1. the "source" for a frame may move around the network, so switches need to
be able to overwrite a MAC to port "mapping" in their tables - think laptop
using WLAN and roaming, but there are other examples.

because transparent bridging is "transparent" a bridged packet is identical
to the original.

so - a loop means a switch may see some or all packets replicated and
appearing on multiple ports.

detecting the actual replicas is complicated given the number of potential
packets - and identical packets happen on real networks anyway.

so the only indicator of a loop is that some soource MACs appear on multiple
ports, over a short timescale, and probably "bounce" between 2 or more ports
fairly rapidly.

so - what is bridge / switch to do if you break spanning tree?

After all - you might have turned it off for a good reason..... eg it makes
a good packet generator when you want to test if your network really can
survive lots of broadcasts.

──────

== Direction 1 ==
Reproduce the passage of the network switching text starting at "because transparent bridging" and ending at "on multiple ports.", substituting "cycle" for "loop".
The text and the records come from unrelated sources.

──────

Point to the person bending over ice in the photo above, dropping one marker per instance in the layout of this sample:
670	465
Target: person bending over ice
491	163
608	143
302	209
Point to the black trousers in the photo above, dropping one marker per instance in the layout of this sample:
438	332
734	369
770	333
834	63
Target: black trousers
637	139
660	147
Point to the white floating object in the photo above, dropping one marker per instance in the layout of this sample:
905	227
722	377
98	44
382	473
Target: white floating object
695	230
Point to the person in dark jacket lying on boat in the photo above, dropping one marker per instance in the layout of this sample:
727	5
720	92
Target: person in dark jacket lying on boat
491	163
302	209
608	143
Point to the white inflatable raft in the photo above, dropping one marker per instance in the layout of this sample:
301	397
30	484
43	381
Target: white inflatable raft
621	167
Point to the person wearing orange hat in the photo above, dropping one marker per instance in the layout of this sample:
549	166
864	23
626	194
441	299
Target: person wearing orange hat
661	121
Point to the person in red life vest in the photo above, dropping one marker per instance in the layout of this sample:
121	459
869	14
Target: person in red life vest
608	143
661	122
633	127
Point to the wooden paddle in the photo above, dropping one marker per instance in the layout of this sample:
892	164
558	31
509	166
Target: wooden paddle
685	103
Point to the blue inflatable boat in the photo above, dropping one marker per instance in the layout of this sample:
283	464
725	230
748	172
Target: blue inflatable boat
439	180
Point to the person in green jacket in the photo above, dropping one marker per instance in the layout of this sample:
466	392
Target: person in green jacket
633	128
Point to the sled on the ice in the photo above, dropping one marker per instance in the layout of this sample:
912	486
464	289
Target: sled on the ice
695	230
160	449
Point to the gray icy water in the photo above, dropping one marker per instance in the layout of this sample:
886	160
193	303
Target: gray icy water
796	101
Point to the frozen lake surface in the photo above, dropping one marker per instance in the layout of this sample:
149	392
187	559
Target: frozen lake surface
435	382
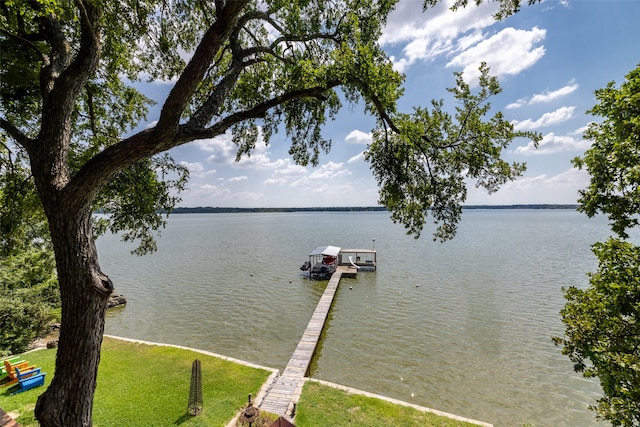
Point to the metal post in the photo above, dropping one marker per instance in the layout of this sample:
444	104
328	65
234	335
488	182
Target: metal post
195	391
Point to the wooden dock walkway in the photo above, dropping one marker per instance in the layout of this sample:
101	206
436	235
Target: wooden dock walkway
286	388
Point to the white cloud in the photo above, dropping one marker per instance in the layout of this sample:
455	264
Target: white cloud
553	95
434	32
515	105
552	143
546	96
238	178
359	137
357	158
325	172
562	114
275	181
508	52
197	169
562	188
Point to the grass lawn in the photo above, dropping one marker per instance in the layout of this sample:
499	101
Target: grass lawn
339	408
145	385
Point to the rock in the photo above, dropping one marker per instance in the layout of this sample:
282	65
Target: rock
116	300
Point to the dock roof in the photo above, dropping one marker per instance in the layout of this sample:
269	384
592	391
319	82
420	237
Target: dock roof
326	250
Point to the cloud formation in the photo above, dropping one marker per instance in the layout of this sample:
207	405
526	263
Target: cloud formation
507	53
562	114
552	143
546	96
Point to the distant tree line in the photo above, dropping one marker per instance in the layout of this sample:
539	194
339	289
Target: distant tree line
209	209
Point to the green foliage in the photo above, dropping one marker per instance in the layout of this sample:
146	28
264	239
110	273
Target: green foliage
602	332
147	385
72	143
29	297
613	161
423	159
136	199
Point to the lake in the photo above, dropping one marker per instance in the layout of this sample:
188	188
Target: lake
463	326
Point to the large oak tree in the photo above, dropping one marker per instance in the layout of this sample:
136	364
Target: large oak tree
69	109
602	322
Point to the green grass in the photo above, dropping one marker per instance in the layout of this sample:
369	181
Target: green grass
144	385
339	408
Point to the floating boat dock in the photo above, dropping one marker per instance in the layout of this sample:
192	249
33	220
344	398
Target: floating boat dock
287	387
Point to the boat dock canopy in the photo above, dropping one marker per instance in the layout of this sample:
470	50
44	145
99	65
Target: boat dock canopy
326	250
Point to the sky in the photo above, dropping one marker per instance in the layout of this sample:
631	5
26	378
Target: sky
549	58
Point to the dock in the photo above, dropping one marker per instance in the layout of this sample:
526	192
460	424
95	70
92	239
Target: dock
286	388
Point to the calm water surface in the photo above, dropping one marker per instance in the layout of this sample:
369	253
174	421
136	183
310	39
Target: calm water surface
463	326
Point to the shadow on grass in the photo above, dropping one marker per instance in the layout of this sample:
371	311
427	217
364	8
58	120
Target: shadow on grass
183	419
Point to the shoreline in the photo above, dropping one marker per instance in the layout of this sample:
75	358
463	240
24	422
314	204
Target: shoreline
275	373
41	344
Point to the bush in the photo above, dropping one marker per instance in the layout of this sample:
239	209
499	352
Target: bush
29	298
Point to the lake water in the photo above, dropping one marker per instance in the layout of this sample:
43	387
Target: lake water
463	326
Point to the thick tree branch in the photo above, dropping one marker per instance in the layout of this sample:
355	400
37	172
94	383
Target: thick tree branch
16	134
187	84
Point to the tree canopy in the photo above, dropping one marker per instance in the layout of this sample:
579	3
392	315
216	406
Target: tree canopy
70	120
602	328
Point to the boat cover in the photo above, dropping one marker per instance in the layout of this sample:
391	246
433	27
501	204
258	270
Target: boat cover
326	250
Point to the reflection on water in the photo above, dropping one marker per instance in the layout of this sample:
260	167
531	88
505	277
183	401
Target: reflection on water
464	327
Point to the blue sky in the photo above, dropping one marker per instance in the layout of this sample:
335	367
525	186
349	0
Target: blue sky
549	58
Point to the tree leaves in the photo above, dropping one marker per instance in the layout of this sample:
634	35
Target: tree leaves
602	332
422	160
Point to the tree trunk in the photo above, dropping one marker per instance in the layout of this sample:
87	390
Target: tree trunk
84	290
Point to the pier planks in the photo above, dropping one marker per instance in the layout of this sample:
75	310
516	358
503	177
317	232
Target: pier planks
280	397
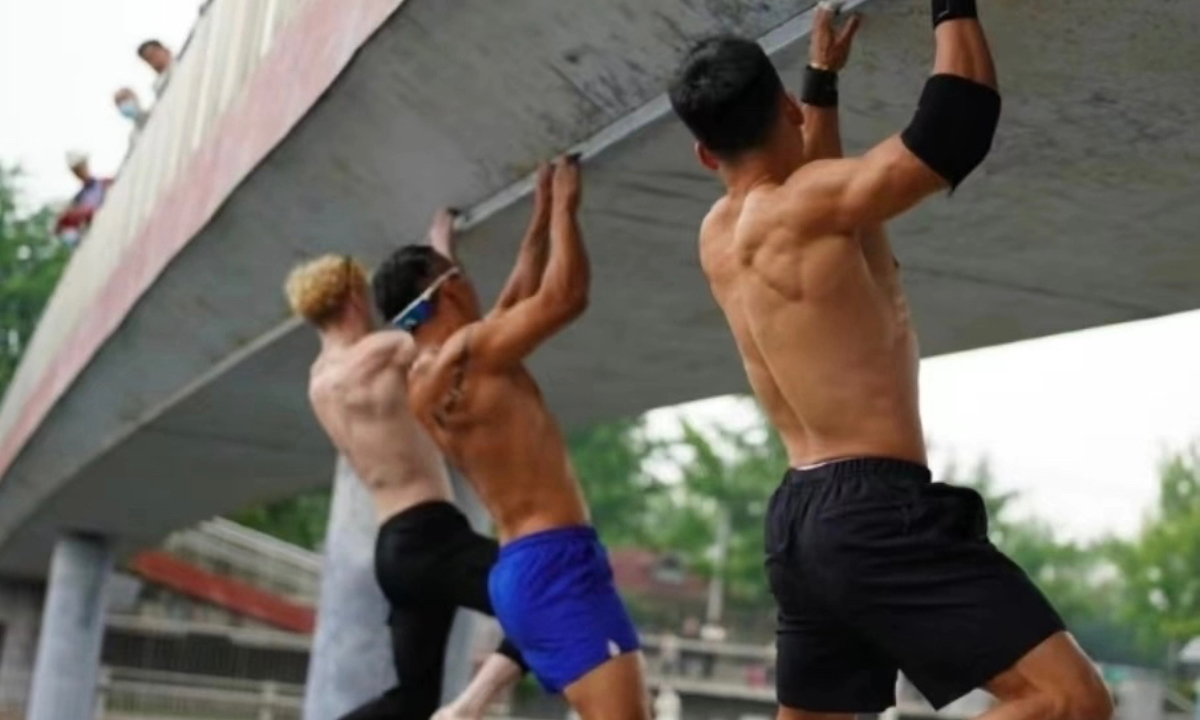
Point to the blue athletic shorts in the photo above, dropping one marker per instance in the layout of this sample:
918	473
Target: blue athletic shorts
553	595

──────

== Direction 2 ==
Pull out and copy every line of the records that contains the word "white", where case counts.

== Correct output 1 ==
because transparent bridging is "transparent" a bridged packet is identical
to the original.

so - a cycle means a switch may see some or all packets replicated and
appearing on multiple ports.

== Correct output 2 ==
Point to the white floating object in the photo above, dropping one marker per instance in the layout of this sample:
Target: white floating object
Point to the white inflatable raft in the photo above, dropping one marker per instance in the layout of this sample:
Target: white inflatable raft
Point to the white cloud in the photo above, dropping one marker per instance in the layout of this sample:
Target: white cloud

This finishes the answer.